TEXTO DE ORIGEN:
++++++++

Hidalguía
por el Athonita
El otro día salió al pasar el tema de la alcurnia sobrenatural, esa nobleza que no procede ni de la carne ni de la sangre. Y pensaba: qué cierto es. Y también pensé: qué bello es que sea tan cierto y tan así.
Porque aquí lo curioso y maravilloso es justamente que se trate de una alcurnia verdadera, real. Y no de una falsa analogía, un equívoco, donde los términos analogados carecieran ya por completo de vínculo. No. No es de este mundo, no procede del abolengo terreno, es ajena a la estirpe de apellidos patricios, de un nobiliario por cultura, plata, fundos ni cosa por el estilo. No obstante si uno dijera que es absolutamente otra cosa, haría añicos la analogía y se quedaría con términos que suenan igual pero refieren a cosas por completo distintas. Como decir vino a la bebida y al pasado del verbo venir.
Pero no. Hay analogía.
Creer que lo que no es unívoco es equívoco, justamente es ignorar que existe esa finísima realidad llamada analogía, proscripta por el torpor geométrico universal. La analogía sea, tal vez, el arte más acabado de aquel “esprit de finesse” que mentara Pascal.
Es de distinguidos distinguir; como importa hacerlo entre lo cortés y lo cortesano, sin por eso disociar lo que los une en la raíz.
Mientras tanto, Cristo nos insiste en que somos reyes. De otro mundo, pero reyes al fin. De otro mundo, pero en este mundo. Reyes de un mundo invisible, con coronas y armiños invisibles, como expresa un bello sermón de Newman acerca de este tópico.
La analogía vale, pues esta alcurnia sobrenatural le otorga al portador un “algo” que tiene que ver con la nobleza de este mundo aunque sea de otro mundo. Ese garbo en el porte, esa gallardía en el trato, esa lozanía en los modales, e incluso lo hidalgo en su hablar y su vestir. Poco importa (qué digo poco: ¡nada importa!) su origen social, sus muchos o pocos estudios y apellidos: quien recibió de lo Alto esta pertenencia al linaje de una Raza elegida, de una Realeza divina, lo trasluce en todo, le sale hasta por los poros. Alcanza con ver cómo ese hombre hace su genuflexión (espalda erguida y rodilla contra talón), con qué decoro ha venido vestido a Misa, con qué aristocracia evita incluso cruzarse de piernas y brazos, cómo ha vestido a sus niños para el Culto, con qué señorío se sienta, se para, se arrodilla, y comulga…
Insisto: y es tan, pero tan bello y conmovedor saber y constatar que realmente no viene de la carne ni de la sangre… que uno entiende aquella conmoción del Señor en Betania: te alabo Señor porque hayas querido revelarte a estos pequeños. Te alabo, Señor, (agregaría uno) porque has querido que el campesino se viera como un refinado hijo de reyes, y la mundana baronesa como una torpe y bruta plebeya. Sí, Padre, porque así lo has permitido. Tornas heraldos caballeros a los simples que te heredan, y hundes en ordinaria grosería a la crema de ilustre prosapia cuando se aleja de Ti.

++++++++

REGISTROS:
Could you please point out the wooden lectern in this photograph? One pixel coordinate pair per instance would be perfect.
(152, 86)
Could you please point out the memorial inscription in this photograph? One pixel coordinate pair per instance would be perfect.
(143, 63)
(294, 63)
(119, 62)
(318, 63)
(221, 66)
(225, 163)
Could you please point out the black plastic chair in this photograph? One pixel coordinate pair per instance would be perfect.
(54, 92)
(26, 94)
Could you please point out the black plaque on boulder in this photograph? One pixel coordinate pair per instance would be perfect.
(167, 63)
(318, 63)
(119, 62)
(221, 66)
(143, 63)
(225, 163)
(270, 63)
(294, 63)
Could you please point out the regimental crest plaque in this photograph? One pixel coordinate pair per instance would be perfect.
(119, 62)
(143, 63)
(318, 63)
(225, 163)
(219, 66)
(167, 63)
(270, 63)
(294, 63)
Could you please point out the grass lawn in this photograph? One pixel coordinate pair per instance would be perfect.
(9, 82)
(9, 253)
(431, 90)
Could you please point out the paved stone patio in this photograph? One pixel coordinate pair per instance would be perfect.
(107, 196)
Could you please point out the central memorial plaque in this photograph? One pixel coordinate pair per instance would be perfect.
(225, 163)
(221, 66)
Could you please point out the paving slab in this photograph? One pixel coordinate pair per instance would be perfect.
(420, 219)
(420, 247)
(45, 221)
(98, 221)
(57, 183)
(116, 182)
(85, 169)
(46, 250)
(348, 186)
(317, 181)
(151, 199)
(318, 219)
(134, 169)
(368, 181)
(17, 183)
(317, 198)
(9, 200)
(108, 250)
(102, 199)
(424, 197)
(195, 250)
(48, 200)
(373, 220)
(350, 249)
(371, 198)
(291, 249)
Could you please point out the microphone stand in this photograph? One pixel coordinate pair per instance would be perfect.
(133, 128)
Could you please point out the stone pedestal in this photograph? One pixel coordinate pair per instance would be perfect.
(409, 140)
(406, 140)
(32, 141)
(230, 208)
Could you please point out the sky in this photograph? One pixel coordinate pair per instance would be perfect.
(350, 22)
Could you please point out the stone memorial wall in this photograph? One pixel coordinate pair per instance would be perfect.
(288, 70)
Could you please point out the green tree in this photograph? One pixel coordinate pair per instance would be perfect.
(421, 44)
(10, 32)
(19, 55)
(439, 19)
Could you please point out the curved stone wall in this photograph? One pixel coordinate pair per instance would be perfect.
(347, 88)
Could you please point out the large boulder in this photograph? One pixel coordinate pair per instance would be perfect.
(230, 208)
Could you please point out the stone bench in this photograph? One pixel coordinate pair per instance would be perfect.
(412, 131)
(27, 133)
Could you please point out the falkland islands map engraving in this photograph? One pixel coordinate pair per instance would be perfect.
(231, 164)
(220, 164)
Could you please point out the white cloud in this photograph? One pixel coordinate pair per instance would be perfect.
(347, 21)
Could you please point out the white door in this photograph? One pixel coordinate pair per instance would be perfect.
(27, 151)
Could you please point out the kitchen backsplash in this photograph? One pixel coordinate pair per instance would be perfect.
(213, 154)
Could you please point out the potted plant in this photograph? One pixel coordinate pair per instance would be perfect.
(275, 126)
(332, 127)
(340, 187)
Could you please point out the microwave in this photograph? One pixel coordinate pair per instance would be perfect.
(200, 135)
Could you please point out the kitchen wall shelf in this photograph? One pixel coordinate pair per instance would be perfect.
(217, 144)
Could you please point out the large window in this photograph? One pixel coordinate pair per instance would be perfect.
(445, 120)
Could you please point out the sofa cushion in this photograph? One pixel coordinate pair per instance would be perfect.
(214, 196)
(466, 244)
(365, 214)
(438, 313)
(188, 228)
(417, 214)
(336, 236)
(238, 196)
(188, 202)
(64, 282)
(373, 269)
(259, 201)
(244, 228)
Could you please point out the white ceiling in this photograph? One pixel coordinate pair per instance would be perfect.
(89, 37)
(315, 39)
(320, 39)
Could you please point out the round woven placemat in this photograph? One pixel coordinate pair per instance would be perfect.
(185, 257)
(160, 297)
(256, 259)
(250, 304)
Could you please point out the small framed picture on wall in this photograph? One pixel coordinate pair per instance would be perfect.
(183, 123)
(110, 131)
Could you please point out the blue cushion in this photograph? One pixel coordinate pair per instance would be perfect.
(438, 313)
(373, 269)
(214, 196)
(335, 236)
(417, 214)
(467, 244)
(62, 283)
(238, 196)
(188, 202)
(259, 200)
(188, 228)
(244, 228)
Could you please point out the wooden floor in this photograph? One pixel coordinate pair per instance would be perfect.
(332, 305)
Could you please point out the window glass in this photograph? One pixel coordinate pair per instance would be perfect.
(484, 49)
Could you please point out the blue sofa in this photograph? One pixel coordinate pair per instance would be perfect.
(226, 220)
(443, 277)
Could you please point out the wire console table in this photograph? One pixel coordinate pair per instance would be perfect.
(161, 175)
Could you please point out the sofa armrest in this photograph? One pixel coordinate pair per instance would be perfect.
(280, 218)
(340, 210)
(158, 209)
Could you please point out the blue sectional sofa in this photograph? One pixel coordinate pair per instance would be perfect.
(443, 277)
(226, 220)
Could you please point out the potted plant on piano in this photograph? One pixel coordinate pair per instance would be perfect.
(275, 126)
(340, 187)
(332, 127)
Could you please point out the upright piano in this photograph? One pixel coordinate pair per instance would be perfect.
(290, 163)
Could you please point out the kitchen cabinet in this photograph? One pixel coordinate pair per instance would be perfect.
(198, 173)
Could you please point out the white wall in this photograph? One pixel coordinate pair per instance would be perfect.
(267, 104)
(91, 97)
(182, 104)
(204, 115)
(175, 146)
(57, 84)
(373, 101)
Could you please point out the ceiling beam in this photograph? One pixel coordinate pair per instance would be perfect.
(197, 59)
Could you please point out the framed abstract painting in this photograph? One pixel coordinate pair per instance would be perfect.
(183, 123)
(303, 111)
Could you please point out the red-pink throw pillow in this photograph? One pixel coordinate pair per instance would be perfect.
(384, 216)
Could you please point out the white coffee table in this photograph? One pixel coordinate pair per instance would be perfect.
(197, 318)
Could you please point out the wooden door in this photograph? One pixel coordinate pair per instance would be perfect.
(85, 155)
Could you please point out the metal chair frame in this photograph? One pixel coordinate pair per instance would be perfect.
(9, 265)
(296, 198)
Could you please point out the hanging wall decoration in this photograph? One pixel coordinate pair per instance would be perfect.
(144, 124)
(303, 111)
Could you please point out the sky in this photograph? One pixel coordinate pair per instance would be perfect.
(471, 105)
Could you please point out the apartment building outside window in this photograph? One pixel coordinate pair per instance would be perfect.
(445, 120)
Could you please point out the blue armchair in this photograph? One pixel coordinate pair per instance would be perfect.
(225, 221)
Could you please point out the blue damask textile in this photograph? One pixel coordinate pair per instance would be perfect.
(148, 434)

++++++++

PEDIDO POR ESCRITO 1:
En el texto sobre la hidalguía, ¿a quién se atribuye la idea del "esprit de finesse"?
PEDIDO POR ESCRITO 2:
Retoma el texto sobre la hidalguía y sigue escribiéndolo a partir de su última oración.

RESPUESTA POR ESCRITO 1:
A Pascal.

RESPUESTA POR ESCRITO 2:
Y esto porque esta realeza nos viene de Cristo. Y sólo de Cristo. Y halla en Él al Modelo supremo. De allí que esta hidalguía se herede por filiación divina y se imite por empatía y cercanía. Quien mira con largura cómo el Señor habla, cómo se para, con qué señorío conjuga el gesto con la dicción, la mirada con el ademán… Quien mira con largura la hidalguía de sus augustos silencios, lo esplendente de su andadura… quien atiende hasta a los más ínfimos detalles de su estilo, accede a ésta, su majestuosa gallardía que late como un pulso viviente en cada escena evangélica, cual fuere.
Él es Rey, el Hijo del Rey. Suya es la Sangre noble que habla mejor que la de Abel. Su majestad habla en todo: ya durmiendo en la proa de la barca, ya rigiendo desde el Madero de la Cruz. En todo, hay señorío e hidalguía.
Sólo Él es el ingenioso Hidalgo sin mancha, el Rey de reyes, el Señor de señores. Pero de su genealogía, estirpe y oraciones, nosotros los manchados, somos sus príncipes y pajes, sus hidalgos servidores.
Por supuesto: que esta heredad no proceda ni de la carne ni de la sangre, avisa dos cosas y no una: tanto que no le pertenece por derecho propio a los nobles de este mundo, ni su contrario (pues entonces, otra vez, habría un vínculo causal con la carne y la sangre). Al proceder de otro origen, es por completo aleatorio el encontrarse con reseros hidalgos y con millonarios vulgares; hallar gente simple con esta fineza espiritual y gente geométrica de clase alta sin el menor decoro espiritual… como existen pobres vulgares y ricos egregios. Es por completo azaroso y todas las combinaciones son posibles.
No obstante (es inevitable), luce de un modo peculiar, conmociona de forma especial, cuando se hace patente el contraste de órdenes y la reyecía divina, el crístico linaje brilla en personas sin humana alcurnia, como tesoros en vasija de barro. Es el asombro que genera la hidalguía de una campesina elegante y decorosa rezando su rosario, frente a la ordinariez playera del grotesco de gran apellido. Es la conmoción ante el noble obrero con sus niños sumisos y educados, sentados en Misa, frente al pobre tipo de mucho linaje incapaz de controlar su prole, de ojotas y bermudas, atendiendo su histriónico celular en plena Misa.
Así como se empezó en su momento a hablar de “nuevos ricos” (personas sin abolengo llenas de plata), inevitable se torna hablar también de “nuevos ordinarios”: personas que por más abolengo que tengan ya no saben ni saludar, ni presentarse ni vestirse ni hacerse una señal de la cruz bien hecha.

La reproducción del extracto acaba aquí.